──────── Source text ────────

Hacker News new | ask | show | jobs
We cut Claude's token usage 79% by redesigning our CLI for agents (infracost.io)
12 points by glenngillen 29 days ago
4 comments

co-founder of Infracost here, we launched Infracost on HN five years ago, when the CLI just generated cost estimates for Terraform. Earlier this year we were scoping a 1.0 release: the CLI would stop being just a cost-estimation tool and start surfacing the issues behind the costs: previous-generation instances, policy violations, the kinds of issues a thorough PR review would catch.

Then agent traffic started showing up, and it became clear the 1.0 scope was the right idea aimed at the wrong caller. A human reviewer reads a PR comment; an agent runs `infracost inspect --filter` ... and gets the same insight as a tabular row it can pipe into the next step. So we decided to skip our planned 1.0 release and go for 2.0, where we treated agents as a first-class citizen user of the CLI.

Along the way we picked up some interesting lessons on optimizing user token usage when designing a CLI, and we want to share them with the HN community since other CLI builders might benefit.

Why did you choose to introduce a --llm flag instead of simply detecting that the command is being run by an agent using a library such as @vercel/detect-agent and outputting the tool-formatted output automatically? We recently worked on optimizing our CLI for agents at Alpic and discovered that agents often forget to use the --json flag.
I'd treat the agent-facing output as an API, not just a display format. Once prompts and tools depend on it, a harmless CLI cleanup can break behavior the same way changing a JSON field would. The win here seems less about token count by itself and more about reducing inference from terminal decoration.

────────

Extend the Hacker News thread on redesigning the Infracost CLI for agents, starting after its final sentence.

──────── Dataset content ────────

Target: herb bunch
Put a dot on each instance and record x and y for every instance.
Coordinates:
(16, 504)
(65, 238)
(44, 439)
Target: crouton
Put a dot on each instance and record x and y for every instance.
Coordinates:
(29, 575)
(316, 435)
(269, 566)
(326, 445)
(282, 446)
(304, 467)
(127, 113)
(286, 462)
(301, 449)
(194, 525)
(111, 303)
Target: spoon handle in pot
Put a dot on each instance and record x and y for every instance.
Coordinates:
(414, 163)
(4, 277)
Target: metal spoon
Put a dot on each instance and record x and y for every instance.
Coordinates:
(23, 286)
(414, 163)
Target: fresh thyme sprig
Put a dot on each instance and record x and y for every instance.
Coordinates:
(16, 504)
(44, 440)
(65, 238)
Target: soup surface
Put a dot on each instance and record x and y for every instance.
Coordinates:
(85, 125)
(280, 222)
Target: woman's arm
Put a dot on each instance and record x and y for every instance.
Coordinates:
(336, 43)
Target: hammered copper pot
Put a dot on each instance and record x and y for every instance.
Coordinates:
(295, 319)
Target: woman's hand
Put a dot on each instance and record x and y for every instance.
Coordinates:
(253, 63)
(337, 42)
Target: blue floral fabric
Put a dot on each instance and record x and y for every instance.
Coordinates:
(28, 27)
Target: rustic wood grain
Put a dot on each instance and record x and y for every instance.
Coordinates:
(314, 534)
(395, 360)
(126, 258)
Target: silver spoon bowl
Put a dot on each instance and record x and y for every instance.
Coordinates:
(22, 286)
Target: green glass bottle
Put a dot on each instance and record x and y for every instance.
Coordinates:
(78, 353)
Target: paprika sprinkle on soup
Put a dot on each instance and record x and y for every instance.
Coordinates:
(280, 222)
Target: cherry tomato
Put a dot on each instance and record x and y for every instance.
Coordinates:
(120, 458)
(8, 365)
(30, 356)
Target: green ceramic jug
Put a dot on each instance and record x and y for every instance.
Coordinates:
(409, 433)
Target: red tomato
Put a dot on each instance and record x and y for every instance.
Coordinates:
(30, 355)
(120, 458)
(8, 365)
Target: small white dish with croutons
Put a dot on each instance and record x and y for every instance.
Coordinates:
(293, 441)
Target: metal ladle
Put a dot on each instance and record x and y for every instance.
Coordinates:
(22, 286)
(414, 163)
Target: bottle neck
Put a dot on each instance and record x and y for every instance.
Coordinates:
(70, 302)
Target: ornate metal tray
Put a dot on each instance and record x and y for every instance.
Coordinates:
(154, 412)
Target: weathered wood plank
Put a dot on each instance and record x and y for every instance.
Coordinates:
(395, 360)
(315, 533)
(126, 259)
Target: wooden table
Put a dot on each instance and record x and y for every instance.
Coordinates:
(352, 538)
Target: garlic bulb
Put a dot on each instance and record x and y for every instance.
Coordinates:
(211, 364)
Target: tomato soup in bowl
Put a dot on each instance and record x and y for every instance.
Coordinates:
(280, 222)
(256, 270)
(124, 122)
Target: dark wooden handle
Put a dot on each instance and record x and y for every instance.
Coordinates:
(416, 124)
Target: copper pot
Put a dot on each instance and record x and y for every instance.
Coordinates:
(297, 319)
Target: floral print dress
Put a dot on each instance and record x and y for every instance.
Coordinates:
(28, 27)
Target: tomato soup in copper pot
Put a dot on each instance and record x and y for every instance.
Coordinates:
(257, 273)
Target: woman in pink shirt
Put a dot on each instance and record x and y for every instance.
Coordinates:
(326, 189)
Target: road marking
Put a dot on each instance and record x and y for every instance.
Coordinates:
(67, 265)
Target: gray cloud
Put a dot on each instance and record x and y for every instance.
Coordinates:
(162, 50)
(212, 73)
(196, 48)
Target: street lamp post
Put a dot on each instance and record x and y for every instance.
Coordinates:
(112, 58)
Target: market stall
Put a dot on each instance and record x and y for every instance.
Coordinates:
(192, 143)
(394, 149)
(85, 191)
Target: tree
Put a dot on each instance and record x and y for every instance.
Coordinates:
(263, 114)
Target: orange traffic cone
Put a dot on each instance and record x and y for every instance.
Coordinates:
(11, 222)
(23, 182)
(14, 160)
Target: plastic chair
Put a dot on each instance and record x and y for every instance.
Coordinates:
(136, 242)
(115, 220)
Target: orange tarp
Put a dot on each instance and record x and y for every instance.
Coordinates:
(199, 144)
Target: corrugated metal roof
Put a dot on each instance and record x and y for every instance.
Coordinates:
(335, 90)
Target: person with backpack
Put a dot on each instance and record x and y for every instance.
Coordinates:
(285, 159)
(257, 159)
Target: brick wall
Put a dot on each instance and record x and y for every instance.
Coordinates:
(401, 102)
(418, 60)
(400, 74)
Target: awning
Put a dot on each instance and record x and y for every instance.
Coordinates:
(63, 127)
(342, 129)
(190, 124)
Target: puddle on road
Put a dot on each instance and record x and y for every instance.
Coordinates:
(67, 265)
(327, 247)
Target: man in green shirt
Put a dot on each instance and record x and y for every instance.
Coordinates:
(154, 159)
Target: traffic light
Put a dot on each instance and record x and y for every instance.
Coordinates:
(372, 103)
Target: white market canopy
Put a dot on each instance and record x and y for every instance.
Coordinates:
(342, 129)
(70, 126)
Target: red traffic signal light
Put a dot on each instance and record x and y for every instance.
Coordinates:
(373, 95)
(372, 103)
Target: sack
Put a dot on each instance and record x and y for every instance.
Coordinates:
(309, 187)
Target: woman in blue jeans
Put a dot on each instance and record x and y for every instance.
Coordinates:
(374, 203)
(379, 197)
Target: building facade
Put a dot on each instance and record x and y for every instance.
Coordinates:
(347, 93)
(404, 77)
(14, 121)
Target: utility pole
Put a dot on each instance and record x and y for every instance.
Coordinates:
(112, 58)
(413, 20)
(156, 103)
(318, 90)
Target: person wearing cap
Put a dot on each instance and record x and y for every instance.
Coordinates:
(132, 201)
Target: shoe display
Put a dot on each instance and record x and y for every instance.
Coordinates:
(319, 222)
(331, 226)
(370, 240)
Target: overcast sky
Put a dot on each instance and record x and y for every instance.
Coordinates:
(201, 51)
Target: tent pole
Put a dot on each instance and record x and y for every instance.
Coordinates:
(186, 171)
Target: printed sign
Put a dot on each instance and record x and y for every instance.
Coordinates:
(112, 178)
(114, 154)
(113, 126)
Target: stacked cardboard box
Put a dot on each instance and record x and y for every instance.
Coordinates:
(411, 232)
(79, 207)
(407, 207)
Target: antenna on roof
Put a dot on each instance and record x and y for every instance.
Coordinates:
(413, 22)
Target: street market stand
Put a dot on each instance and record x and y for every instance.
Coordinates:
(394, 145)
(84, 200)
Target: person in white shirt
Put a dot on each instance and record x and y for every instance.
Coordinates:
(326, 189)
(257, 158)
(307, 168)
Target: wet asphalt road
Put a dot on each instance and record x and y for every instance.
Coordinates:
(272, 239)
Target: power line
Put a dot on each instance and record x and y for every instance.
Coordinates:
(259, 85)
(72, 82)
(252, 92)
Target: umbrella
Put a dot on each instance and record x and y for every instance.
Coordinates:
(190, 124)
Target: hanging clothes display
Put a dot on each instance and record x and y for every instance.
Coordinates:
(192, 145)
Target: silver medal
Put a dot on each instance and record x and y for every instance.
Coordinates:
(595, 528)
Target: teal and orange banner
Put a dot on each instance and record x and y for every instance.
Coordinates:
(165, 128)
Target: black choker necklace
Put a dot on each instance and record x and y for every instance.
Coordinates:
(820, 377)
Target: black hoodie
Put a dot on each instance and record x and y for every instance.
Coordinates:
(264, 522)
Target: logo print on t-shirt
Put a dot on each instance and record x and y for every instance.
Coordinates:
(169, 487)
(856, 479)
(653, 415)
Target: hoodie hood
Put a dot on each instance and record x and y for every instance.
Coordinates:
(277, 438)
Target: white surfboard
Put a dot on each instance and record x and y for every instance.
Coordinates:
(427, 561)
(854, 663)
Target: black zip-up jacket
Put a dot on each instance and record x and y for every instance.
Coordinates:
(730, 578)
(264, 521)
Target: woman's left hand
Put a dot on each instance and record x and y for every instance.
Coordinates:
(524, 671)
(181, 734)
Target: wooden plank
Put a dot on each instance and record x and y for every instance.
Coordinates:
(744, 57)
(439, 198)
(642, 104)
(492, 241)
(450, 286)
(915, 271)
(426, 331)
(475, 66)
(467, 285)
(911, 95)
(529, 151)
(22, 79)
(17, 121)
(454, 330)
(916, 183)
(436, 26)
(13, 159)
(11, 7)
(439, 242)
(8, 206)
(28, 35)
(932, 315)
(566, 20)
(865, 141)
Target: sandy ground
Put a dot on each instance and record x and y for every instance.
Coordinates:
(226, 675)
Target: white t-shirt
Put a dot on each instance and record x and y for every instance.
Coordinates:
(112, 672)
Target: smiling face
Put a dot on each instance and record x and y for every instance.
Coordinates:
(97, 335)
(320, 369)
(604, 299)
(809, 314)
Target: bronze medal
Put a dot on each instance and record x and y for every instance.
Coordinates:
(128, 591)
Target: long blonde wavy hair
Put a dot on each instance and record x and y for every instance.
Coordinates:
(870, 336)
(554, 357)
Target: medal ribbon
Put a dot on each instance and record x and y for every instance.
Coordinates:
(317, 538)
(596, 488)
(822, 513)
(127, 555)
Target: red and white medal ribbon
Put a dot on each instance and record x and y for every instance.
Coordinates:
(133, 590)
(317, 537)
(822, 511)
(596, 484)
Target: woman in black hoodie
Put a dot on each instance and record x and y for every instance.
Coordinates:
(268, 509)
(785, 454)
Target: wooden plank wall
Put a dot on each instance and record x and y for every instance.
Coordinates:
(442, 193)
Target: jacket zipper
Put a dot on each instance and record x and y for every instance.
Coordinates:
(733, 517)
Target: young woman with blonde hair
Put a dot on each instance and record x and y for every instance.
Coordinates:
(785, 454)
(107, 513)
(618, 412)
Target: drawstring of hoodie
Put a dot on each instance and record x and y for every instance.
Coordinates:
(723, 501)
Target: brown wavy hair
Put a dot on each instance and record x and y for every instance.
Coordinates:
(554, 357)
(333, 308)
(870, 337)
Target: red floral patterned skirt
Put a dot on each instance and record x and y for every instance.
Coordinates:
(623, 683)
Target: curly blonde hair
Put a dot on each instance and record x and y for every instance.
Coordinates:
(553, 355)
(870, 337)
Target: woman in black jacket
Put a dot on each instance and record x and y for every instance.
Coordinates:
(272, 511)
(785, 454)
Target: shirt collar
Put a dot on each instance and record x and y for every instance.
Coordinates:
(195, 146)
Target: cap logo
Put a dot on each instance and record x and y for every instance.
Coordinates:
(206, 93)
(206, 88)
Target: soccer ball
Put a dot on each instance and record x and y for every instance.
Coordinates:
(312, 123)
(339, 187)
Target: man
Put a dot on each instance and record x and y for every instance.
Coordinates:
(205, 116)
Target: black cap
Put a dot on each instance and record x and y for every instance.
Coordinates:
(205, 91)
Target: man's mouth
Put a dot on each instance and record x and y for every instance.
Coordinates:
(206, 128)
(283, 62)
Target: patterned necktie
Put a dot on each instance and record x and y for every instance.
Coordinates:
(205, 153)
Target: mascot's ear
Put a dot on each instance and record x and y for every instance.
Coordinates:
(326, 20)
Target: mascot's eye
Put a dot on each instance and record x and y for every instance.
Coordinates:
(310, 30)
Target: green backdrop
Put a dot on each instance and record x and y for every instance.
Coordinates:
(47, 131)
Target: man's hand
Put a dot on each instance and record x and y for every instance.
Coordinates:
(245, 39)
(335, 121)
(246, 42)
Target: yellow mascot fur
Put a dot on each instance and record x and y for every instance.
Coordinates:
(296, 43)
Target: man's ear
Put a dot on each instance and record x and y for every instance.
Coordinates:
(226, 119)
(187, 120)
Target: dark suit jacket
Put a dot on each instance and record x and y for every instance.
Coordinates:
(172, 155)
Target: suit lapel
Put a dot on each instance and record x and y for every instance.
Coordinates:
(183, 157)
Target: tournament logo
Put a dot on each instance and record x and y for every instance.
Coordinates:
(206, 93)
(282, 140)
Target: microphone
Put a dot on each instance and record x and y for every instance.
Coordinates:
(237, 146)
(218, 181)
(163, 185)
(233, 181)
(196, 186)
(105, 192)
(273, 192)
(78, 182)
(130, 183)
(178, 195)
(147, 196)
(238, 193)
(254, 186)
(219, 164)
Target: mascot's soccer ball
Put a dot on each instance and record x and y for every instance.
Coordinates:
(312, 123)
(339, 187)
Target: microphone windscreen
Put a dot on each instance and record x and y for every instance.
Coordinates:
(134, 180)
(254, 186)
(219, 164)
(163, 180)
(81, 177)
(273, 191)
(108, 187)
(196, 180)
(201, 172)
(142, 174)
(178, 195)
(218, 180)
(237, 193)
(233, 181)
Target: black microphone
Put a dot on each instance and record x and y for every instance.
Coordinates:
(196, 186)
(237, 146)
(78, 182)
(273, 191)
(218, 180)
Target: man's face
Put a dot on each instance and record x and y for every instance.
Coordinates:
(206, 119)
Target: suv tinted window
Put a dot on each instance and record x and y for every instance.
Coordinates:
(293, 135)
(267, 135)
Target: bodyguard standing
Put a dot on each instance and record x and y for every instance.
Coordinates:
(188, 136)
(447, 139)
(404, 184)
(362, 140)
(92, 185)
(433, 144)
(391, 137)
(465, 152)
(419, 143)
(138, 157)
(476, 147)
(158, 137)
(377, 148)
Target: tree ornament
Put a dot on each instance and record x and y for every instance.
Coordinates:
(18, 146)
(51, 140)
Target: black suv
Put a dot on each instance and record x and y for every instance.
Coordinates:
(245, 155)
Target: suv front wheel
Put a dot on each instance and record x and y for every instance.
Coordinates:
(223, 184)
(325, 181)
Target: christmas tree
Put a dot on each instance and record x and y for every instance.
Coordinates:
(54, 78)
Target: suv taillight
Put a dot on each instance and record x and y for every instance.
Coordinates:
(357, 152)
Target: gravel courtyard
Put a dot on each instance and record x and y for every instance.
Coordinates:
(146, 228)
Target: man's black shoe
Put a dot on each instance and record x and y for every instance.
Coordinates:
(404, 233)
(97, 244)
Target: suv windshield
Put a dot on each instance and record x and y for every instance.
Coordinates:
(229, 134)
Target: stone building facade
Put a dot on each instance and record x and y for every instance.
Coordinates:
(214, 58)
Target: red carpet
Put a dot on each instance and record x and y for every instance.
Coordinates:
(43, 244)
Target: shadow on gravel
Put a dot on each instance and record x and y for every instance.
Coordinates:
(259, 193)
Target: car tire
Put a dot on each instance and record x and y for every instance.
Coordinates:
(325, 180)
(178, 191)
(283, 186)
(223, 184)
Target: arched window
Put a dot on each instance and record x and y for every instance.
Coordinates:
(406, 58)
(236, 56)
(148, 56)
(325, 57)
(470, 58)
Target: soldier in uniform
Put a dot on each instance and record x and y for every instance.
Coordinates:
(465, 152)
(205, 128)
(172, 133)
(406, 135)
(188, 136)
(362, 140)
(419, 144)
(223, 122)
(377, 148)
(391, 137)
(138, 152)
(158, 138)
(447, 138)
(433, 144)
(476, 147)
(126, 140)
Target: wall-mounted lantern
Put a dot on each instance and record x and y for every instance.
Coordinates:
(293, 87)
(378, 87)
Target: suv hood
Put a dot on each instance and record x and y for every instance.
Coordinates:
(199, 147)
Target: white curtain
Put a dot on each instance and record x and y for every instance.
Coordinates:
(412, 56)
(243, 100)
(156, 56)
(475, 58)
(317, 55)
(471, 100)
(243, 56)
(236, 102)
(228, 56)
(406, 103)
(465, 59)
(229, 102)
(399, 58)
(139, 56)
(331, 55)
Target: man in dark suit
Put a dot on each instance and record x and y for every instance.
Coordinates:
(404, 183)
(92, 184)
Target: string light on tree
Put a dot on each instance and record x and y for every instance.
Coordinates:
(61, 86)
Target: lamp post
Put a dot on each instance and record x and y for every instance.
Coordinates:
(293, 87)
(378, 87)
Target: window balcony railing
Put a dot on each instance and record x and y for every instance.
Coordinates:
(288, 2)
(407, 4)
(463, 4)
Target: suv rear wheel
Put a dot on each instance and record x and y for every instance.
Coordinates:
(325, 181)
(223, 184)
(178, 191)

────────

Answer for this exercise —
Designing interfaces specifically for agents (M2M DX) is a fascinating shift from traditional human-centric CLI design. We're moving from a world where "pretty" output and progress bars mattered to a world where raw, structured density is the goal. A 79% reduction is massive, but I wonder if we’ll see a new type of "Agent-Optimized" protocol emerge that completely bypasses the text-heavy nature of current CLIs. The overhead of an LLM trying to parse "human" terminal output is essentially a tax on every call.
I mostly agree with what you said (the diff being we've still done the "pretty" output and progress bars for the human-centric outputs). And I found it a fun exercise as trawling through the log output of the LLM tests to see why things were slow at times felt like watching a bunch of usability tests. Various approaches to solve problems that seem obvious in hindsight but not at all paths we'd optimised for. If you've ever done usability testing on something you've built you probably have a sense for what I'm talking about.

And yes, one of the outcomes of this was also ditching the human output for something more dense and LLM friendly.